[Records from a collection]
──────
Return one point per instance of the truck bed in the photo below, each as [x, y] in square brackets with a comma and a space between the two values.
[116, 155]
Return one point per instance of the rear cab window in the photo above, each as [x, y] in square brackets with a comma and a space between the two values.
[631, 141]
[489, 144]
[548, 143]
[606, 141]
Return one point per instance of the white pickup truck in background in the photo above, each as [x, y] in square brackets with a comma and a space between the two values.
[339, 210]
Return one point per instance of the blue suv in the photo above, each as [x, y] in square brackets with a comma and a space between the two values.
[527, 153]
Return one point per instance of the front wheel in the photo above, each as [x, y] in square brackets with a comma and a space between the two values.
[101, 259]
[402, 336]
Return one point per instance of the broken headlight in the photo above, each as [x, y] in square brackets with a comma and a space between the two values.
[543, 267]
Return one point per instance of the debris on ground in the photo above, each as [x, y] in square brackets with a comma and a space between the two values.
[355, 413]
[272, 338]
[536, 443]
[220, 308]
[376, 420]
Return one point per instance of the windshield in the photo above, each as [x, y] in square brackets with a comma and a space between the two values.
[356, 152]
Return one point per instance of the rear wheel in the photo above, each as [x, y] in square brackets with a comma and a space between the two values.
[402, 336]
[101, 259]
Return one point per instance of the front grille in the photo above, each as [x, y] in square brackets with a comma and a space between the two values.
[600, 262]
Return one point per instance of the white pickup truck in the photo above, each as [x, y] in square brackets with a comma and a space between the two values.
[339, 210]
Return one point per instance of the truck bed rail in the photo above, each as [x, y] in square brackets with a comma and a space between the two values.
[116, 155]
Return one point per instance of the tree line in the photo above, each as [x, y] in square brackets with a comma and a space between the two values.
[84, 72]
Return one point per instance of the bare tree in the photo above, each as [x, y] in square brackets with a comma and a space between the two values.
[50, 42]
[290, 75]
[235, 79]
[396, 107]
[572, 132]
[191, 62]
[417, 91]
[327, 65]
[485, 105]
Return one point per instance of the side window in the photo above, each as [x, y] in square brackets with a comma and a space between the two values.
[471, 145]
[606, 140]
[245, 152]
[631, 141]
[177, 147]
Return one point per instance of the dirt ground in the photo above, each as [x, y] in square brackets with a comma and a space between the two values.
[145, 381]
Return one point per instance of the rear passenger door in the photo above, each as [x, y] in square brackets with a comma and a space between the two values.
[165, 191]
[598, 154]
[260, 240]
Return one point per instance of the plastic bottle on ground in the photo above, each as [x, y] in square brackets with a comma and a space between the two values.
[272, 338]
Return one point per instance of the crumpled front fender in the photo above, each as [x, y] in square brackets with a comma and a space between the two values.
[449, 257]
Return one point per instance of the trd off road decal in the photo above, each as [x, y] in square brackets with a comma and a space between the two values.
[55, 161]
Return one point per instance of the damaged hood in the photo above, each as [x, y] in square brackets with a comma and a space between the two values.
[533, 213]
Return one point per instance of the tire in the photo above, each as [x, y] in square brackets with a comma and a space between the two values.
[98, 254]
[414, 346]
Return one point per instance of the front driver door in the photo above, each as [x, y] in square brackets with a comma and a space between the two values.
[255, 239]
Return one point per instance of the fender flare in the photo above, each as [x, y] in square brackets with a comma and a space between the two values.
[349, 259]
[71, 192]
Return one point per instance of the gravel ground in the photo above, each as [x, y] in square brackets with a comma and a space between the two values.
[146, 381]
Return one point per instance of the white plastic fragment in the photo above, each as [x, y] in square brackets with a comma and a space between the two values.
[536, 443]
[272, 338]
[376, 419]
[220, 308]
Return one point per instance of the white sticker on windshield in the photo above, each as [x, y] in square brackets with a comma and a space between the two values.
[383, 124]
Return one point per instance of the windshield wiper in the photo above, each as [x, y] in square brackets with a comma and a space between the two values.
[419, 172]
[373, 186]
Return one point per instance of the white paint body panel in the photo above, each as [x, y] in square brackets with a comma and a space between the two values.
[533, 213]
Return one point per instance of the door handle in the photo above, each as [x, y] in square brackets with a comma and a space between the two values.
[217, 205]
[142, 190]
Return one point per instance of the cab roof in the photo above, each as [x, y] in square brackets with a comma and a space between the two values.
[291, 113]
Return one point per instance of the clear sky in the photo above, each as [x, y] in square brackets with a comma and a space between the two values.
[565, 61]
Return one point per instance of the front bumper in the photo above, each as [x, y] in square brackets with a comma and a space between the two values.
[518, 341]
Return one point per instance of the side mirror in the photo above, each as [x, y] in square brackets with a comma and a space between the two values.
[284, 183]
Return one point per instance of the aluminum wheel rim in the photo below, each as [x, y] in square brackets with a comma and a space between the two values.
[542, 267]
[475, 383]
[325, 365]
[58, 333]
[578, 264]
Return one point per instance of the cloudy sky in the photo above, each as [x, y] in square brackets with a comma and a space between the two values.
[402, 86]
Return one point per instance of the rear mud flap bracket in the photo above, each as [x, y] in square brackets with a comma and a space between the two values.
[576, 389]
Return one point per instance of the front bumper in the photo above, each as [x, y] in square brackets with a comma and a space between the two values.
──────
Set all of the entries down again, exactly as they were given.

Return one point per instance of the truck bed in the photo below, each as [x, y] in square brackets with a comma and a space between the two values.
[116, 155]
Return one point per instance of the rear cab window in the photo above, each as [x, y] in square brackets with a comma and a space between the two values.
[631, 141]
[489, 144]
[548, 143]
[606, 141]
Return one point per instance of the white pickup truck in background in the photo above, each as [x, y] in square brackets with a comma and a space between the two values.
[339, 210]
Return one point per instance of the blue suv in the photo above, each as [x, y] in square brackets with a comma and a space between the two values.
[527, 153]
Return one point per instance of the front wheel in the photo above, each as [x, y] in square brackets with a comma and a space between the two values.
[101, 259]
[402, 336]
Return one point per instance of the broken headlight in the photo above, each as [x, y] in square brackets with a comma and a space between the two values.
[543, 267]
Return one point per instance of the debris on ground in the photo above, each as [x, y] in square brackets with a comma and a space between the two values.
[355, 413]
[272, 338]
[536, 443]
[220, 308]
[376, 420]
Return one point per instance of the windshield in the photo above, each as [x, y] in square brackets with a comma and a space between the two values.
[356, 152]
Return one point per instance of the rear wheel in the photo above, each as [x, y] in square brackets with a comma and a space between the two values.
[402, 336]
[101, 259]
Return one point per instance of the front grille in the photo above, each as [x, y] in square brackets with a comma and a space between the two values.
[600, 262]
Return one point per instance of the white pickup truck in the photo above, each as [x, y] in square brackets with a comma and a space between the two values.
[339, 210]
Return one point per instance of the truck bed rail in the photo above, each as [x, y] in square brackets with a comma and a space between the two values.
[116, 155]
Return one point per instance of the tree line in the photo above, each as [x, y] in square brackets with a comma and a space between the two values.
[84, 72]
Return one point per instance of the bare tree in the photo above, each as [x, y] in square brackets with a comma and a space between the two values.
[50, 42]
[290, 75]
[235, 79]
[396, 107]
[572, 132]
[191, 62]
[417, 91]
[327, 65]
[485, 105]
Return one point per instance of the side window in the photo above, each as [x, y] in square brackets with a comma and a space between the two values.
[471, 145]
[606, 140]
[245, 152]
[631, 141]
[177, 147]
Return one point per instance of the dirt ground in the photo above, each as [x, y] in square brackets with a comma and a space between the two values.
[145, 381]
Return one point per instance of the rear passenger door in the photo above, each as [x, y] in square brackets with a comma and a space between the two values.
[165, 191]
[598, 154]
[260, 240]
Return one point per instance of the plastic bottle on ground in the photo above, each as [x, y] in square brackets with a comma and a space between the two values.
[272, 338]
Return one point per instance of the crumpled front fender in the photo above, each as [x, y] in square brackets with a comma and a space between the two values.
[449, 257]
Return one point per instance of the trd off road decal in the photo above, each as [x, y] in square brackets with a comma and a space between the two values.
[55, 161]
Return one point per instance of the damaged hood in the photo above, each as [x, y] in square brackets with a comma and a space between the two values.
[533, 213]
Return one point per instance of the tire in the photo above, each as [x, y] in square brackets with a comma and a space between the two values.
[98, 254]
[414, 346]
Return one point per instance of the front driver door in the photo above, each as [x, y] in square brackets with a comma and a space between the two values.
[255, 239]
Return one point per instance of the fender flare in the photo above, each as [x, y] in square brackets with a comma and a space between the two values.
[349, 259]
[71, 192]
Return one point per instance of the gravel ground in the photo above, each as [x, y] in square brackets with a comma and a space between the two values.
[146, 381]
Return one point per instance of the white plastic fragment in the photo above, each as [x, y] in square brackets with a comma and a space between the two values.
[536, 443]
[272, 338]
[376, 419]
[220, 308]
Return one point per instance of the white sticker on windshield in the photo above, each as [x, y] in square brackets with a comma and a space between the two values.
[383, 124]
Return one point per instance of the windshield wiper in the photo above, each as [x, y] in square brackets with a comma and a space between the two values.
[419, 172]
[373, 186]
Return one point per instance of the white paint body panel in the photo above, each as [x, y] in square brackets with a comma and a space between the two values.
[533, 213]
Return one point per instance of the door handle in the photo above, each as [x, y] in square brackets with a comma and a space between the two values.
[217, 205]
[142, 190]
Return one point per instance of the cab roof in the photo above, each as [x, y] in square brackets with a comma and a space between the two values.
[291, 113]
Return one point per instance of the clear sky in the photo above, each as [x, y] in square brackets with a comma and a space between the two values.
[565, 61]
Return one point per instance of the front bumper in the photo above, each as [x, y] in square brackets with a comma and a space between the two values.
[518, 341]
Return one point per instance of the side mirror in the photo above, each as [x, y] in square brackets with a comma and a space between the two values.
[284, 183]
Return one point per instance of the aluminum wheel rim in the photo below, each as [x, y] in square brackets with a comma and a space between the two values.
[542, 267]
[475, 383]
[325, 365]
[58, 333]
[578, 264]
Return one point per instance of the cloudy sky in the photo above, each as [x, y] in square brackets with a comma and a space between the two values.
[402, 86]
Return one point per instance of the rear mud flap bracket in the photo above, each as [x, y] in square brackets with a comma and a space between the two values.
[576, 389]
Return one point per instance of the front bumper in the photo above, each as [x, y] in square brackets with a comma and a space between the two values.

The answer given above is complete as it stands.